What the exercise asks:
The data must be written out once more, precisely as given.

** Start of Information shown **

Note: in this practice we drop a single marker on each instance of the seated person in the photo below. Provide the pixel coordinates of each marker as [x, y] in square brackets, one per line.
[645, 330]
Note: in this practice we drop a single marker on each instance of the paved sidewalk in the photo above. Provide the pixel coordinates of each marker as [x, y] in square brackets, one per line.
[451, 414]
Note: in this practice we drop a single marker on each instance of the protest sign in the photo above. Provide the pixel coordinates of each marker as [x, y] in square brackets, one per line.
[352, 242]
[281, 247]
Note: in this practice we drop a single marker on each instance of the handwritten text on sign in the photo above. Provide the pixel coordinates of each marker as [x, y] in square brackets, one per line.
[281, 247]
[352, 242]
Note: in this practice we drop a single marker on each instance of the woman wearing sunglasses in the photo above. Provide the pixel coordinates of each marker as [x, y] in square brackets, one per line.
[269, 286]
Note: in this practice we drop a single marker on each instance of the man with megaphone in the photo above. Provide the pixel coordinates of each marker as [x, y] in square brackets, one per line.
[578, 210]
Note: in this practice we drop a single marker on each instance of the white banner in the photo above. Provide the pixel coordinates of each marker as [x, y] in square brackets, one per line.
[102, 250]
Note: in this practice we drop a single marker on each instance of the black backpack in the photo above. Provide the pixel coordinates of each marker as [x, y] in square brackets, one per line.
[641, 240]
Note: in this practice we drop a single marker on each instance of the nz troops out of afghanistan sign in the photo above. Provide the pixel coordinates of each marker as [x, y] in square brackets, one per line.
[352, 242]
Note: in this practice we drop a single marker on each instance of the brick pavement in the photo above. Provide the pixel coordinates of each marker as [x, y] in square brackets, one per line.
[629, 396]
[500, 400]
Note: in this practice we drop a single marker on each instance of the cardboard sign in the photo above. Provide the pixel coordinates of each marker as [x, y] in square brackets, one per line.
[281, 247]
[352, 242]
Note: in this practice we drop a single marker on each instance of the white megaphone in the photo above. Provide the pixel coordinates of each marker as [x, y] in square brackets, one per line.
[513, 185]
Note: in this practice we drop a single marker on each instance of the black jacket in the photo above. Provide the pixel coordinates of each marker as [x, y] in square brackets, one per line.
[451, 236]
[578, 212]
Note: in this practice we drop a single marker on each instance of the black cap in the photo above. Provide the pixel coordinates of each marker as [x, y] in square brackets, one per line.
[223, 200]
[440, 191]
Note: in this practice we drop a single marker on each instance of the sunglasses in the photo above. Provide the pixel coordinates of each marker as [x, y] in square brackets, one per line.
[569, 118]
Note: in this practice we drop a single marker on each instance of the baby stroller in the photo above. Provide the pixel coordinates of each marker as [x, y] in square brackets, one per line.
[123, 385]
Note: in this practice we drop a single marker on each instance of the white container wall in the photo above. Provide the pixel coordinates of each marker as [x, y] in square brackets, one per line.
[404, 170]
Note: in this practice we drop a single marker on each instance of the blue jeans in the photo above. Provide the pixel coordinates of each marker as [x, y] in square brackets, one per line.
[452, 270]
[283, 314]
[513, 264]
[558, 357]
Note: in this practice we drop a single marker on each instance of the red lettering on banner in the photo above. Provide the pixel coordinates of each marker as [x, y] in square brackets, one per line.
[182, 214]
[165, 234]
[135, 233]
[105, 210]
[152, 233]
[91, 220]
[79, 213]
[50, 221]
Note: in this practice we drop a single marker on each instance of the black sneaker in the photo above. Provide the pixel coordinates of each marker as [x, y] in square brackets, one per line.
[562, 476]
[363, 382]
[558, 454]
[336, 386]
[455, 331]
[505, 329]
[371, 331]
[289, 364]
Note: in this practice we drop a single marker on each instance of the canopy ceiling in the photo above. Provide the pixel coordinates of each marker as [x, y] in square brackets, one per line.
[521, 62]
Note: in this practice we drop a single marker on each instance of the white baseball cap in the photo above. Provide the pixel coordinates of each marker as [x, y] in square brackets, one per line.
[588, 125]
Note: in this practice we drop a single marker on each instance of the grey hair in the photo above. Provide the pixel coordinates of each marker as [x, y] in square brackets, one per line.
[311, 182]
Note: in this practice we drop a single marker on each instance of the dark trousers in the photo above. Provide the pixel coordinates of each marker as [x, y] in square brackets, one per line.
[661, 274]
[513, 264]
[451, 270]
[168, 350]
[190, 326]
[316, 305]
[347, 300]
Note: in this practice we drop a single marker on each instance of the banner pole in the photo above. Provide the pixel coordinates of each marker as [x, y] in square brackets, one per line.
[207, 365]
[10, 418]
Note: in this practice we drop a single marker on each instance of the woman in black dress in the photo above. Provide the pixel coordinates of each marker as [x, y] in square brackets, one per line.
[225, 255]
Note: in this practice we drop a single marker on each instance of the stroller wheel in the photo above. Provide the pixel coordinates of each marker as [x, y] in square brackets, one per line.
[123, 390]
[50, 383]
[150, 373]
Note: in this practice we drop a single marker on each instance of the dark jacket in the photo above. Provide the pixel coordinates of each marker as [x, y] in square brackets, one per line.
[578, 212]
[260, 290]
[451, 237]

** End of Information shown **

Reply to the task:
Note: in this practice we drop a single marker on each instance of the seated person in the photo below. Provide the pixel coordinates of each marker as [x, y] in square brackets, one per line.
[645, 330]
Note: in this practice we drop a single marker on each instance of the paved sidewalk in the photo above. Provide the pixel coordinates of each marker as [x, y] in square brackets, one per line.
[451, 414]
Note: in this practice we drop a single marker on each instance of the protest sign in the photo above. Provide the pixel coordinates of each marker as [x, y] in square brackets, one per line.
[352, 242]
[281, 247]
Note: in this practice we drop a single marker on each instance of the handwritten text on sign in the photo above. Provide the pixel coordinates of each marker as [x, y] in square brackets, one per line.
[281, 247]
[352, 242]
Note: in this practice we drop a single marker on each instance of the woman wearing sunglasses in the photo above. Provide the pixel coordinates of each marker as [x, y] in square brackets, one per line.
[269, 286]
Note: in this practice we drop a single marker on each instance of the man with megaphone in the photo above. Provide the pixel coordinates of each marker as [x, y] in square brackets, one per line.
[578, 210]
Note: in this practice we drop a single marker on each instance of the white banner in the photo above. Provide the pixel coordinates of each marker as [x, y] in square brackets, one per line.
[102, 250]
Note: in this practice we drop a single marker on each instance of the black backpack in the photo above. Provide the pixel coordinates of each marker as [x, y] in square brackets, one per line.
[641, 240]
Note: in this practice we drop a single marker on each instance of the nz troops out of afghanistan sign in the photo above. Provide the pixel coordinates of each marker as [x, y] in square brackets, one per line.
[352, 242]
Note: in this practice we drop a single marker on each instance of the brick pavement in the photo above. Provide the pixel coordinates of each marker as [x, y] in square brackets, one per line.
[629, 396]
[500, 400]
Note: in this practice we drop a single marker on each instance of the cardboard sign in the photo above. Provide the pixel coordinates of each marker as [x, y] in square brackets, one per line.
[281, 247]
[352, 242]
Note: in this practice we drop a single marker on each instance of the white megaphone in the photo above. Provide the pixel coordinates of each marker as [x, y] in square brackets, one per line.
[513, 185]
Note: in this practice we drop a single marker on each instance of the black jacket in the photo above. Provide the pixel coordinates of each marker as [x, y] in square brackets, one per line.
[451, 236]
[578, 212]
Note: in this practice we drop a single marker on each instance of the black cap in the photo above. Provide the pixel coordinates of each marker as [x, y] in square brackets, one per line.
[223, 200]
[440, 191]
Note: in this practice we drop a single marker on each instance of the sunglasses in the photo above. Provide the pixel coordinates of each marker as [x, y] in square brackets, one per line.
[569, 118]
Note: in this practice we drop a single marker on each instance of the baby stroller in the photo above. Provide the pixel coordinates of each marker as [x, y] in square brackets, one per line.
[123, 385]
Note: in this practice we drop a single marker on each instance of the white container wall in the photo above. Provide the pixel coordinates of each marker as [x, y] in square brackets, one per line.
[404, 170]
Note: in this practice we drop a single marker on each instance of the blue jeans in the photo above. Provide the pixel coordinates of each marker as [x, y] in square brackets, one per line.
[452, 270]
[283, 314]
[513, 264]
[558, 357]
Note: in this practice we drop a single marker on each instance of the red lettering on banner in the photo above. Provide the pixel coordinates of each marker as [x, y] in square brackets, one per line.
[182, 214]
[165, 234]
[135, 233]
[105, 210]
[152, 233]
[91, 220]
[79, 213]
[50, 221]
Note: in this practice we drop a single marker on each instance of the black sneaker in the photo above. Provide the pixel coordinates of each marker as [x, y] in square brackets, one per line.
[562, 476]
[363, 382]
[558, 454]
[336, 386]
[455, 331]
[505, 329]
[371, 331]
[289, 364]
Note: in this practice we drop a single marker on each instance of the canopy ceiling in the photo above. Provide the pixel coordinates of each marker as [x, y] in square brackets, one per line.
[521, 62]
Note: in this practice we drop a single marker on each instance of the white baseball cap in the photo above. Provide the pixel coordinates of each marker as [x, y] in square brackets, one per line.
[588, 125]
Note: in this practice we drop a single marker on each instance of the grey hair in the photo above. Provide the pixel coordinates of each marker as [x, y] in square brackets, one per line.
[311, 182]
Note: in this practice we drop a single marker on each instance of the dark trousers in the photo above. Provide the pixel coordinates of each marker as [x, y] in square brackets, one per line.
[661, 274]
[513, 264]
[451, 270]
[168, 350]
[190, 326]
[316, 305]
[347, 300]
Note: in this practice we drop a single marker on each instance of the banner pole in the photo above. Provide the pixel coordinates of each marker as [x, y] in square brackets, one per line.
[207, 365]
[10, 418]
Note: in this practice we drop a single marker on each instance of the woman in black dress in the photo above. Provide the pixel coordinates of each marker as [x, y] in square brackets, one per line.
[225, 255]
Note: in this practice we drop a single marker on each instance of the stroller wheel in the photo above. Provide the pixel coordinates of each marker as [x, y] in square brackets, one per line.
[123, 390]
[50, 383]
[150, 373]
Note: in this practice we drop a single marker on each instance of the dark jacket in the photo above. Provide the pixel coordinates of each marker as [x, y] in square brackets, one per line.
[578, 212]
[260, 290]
[451, 237]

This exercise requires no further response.